Text provided
━━━
This feels like it’s similar to the priming issue in humans. Our answers (especially when under stress) tend to resort to heuristics derived from context. Time someone to identify the colors of words like “red” when written in yellow, and they’ll often get it wrong. In the same sense, they aren’t reporting the colors (wavelength) they see, they’re reporting on what they are reading. I wonder how much better the models perform when given more context, like asking it to count instead of priming it with a brand.

croes|9 months ago

> Original dog (4 legs): All models get it right Same dog with 5 legs: All models still say "4" They're not counting - they're just recalling "dogs have 4 legs" from their training data.

100% failure because there is no training data about 5-legged dogs. I would bet the accuracy is higher for 3-legged dogs.
━━━
Records supplied

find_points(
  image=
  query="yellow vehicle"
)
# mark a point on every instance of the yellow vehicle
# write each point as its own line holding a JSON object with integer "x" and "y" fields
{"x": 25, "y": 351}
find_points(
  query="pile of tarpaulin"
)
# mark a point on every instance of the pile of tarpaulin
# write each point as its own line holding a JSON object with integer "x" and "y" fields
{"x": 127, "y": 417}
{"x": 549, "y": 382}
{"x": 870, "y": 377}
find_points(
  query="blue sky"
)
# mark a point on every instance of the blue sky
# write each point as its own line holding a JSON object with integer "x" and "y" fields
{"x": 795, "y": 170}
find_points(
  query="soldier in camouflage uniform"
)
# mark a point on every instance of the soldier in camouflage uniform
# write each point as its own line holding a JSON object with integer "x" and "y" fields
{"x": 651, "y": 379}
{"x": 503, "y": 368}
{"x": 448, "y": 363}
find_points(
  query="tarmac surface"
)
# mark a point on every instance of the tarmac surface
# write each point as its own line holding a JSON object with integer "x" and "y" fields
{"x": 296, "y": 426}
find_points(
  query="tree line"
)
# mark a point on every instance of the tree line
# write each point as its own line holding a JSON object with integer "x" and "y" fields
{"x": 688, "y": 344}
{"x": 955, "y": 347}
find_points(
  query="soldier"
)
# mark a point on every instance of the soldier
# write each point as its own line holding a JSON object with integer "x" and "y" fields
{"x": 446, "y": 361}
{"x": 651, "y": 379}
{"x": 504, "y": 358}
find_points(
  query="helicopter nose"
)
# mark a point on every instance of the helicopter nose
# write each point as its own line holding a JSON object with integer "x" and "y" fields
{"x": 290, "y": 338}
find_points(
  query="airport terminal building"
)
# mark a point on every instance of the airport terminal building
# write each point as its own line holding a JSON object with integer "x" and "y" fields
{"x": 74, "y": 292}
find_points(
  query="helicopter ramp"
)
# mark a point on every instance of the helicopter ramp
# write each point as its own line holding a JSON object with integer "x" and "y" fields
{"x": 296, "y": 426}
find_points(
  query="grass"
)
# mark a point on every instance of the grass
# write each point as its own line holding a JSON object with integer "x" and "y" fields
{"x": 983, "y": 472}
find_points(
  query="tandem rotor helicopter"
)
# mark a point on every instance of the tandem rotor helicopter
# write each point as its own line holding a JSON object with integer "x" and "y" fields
━━━
Assignment 1
From the comment thread on models counting dog legs, list every number of legs mentioned for a dog.
Assignment 2
Do these statements agree with the comment thread on models counting dog legs? Answer yes or no for each and quote the deciding words. (a) For the dog with 5 legs, every model answers "4". (b) The thread claims models do worse when given more context. (c) The second commenter expects higher accuracy for 3-legged dogs.
The listing has nothing to do with any of this.

Written reply 1
4 legs, 5 legs, 3 legs

Written reply 2
(a) Yes: "Same dog with 5 legs: All models still say "4""
(b) No: "I wonder how much better the models perform when given more context"
(c) Yes: "I would bet the accuracy is higher for 3-legged dogs."